====== TEXT PROVIDED

Jeremy Hunt gets stuck into a beleaguered Matt Hancock

Keener than a terrier on two breakfasts, Jeremy Hunt got stuck into Matt Hancock: HENRY DEEDES watches another confrontation between the Health Secretary and his predecessor

Borg v McEnroe; Prost v Senna. Coe vs Ovett. To that list of great rivalries we should now add Hancock v Hunt. Forget those weekly snoozeathons between Boris Johnson and Sir Keir Starmer at PMQs.

By far the most intriguing confrontations during the pandemic have been between Health Secretary Matt Hancock and his vulpine predecessor, Jeremy Hunt.

Their contests have a deliciously subtle flavour. No insults, no name calling. Like two gentleman pugilists, they maintain a façade of respectfulness during their bouts. But beneath the exaggerated courtesies, a mutual resentment bubbles. They were at it again yesterday when Hancock appeared in front of a joint session of the health and science select committees.

Matt Hancock appeared in front of a joint session of the health and science select committees on November 24

Hunt opened by thanking Hancock for his attendance. ‘I know how busy you are,’ he smiled. Hancock pulled a squiffy expression as if to say ‘actually mate, you don’t know the half of it’.

============

→ ASSIGNED TASK A: Could you repeat the Hancock v Hunt article between "Jeremy Hunt gets" and "Starmer at PMQs.", inclusive?
→ ASSIGNED TASK B: What does the Hancock v Hunt article say, summed up in two sentences?
The records that follow have nothing to do with the Hancock v Hunt article.

====== DATA UNDER STUDY

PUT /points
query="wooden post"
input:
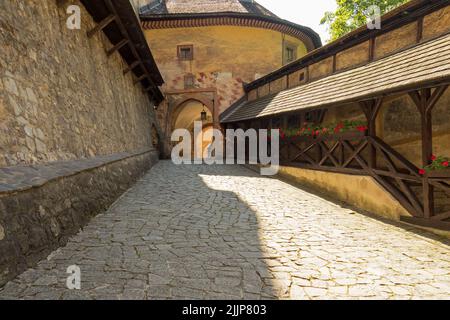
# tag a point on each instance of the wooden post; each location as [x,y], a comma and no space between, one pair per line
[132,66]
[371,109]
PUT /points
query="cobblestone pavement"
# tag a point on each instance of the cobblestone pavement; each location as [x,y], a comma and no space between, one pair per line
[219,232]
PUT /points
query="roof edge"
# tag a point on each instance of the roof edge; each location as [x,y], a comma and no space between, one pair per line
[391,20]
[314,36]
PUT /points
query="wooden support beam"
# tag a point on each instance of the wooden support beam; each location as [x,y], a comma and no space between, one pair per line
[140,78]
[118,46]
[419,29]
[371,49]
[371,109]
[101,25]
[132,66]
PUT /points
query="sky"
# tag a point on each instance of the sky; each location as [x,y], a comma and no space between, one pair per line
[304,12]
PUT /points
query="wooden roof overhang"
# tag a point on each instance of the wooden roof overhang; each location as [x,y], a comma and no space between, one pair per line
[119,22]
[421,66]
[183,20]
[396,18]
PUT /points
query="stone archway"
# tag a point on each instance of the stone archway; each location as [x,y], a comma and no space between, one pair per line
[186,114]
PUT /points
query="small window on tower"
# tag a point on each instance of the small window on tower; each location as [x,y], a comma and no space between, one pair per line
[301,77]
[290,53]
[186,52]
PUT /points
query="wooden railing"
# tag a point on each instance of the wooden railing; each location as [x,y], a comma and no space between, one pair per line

============

→ ANSWER AREA A:
Jeremy Hunt gets stuck into a beleaguered Matt Hancock

Keener than a terrier on two breakfasts, Jeremy Hunt got stuck into Matt Hancock: HENRY DEEDES watches another confrontation between the Health Secretary and his predecessor

Borg v McEnroe; Prost v Senna. Coe vs Ovett. To that list of great rivalries we should now add Hancock v Hunt. Forget those weekly snoozeathons between Boris Johnson and Sir Keir Starmer at PMQs.

→ ANSWER AREA B: The article calls the pandemic-era exchanges between Health Secretary Matt Hancock and his predecessor Jeremy Hunt a great rivalry, more intriguing than the PMQs contests between Boris Johnson and Sir Keir Starmer, with outward courtesy masking mutual resentment. They met again when Hancock appeared before a joint session of the health and science select committees, where Hunt opened by thanking him for attending and Hancock pulled a squiffy expression.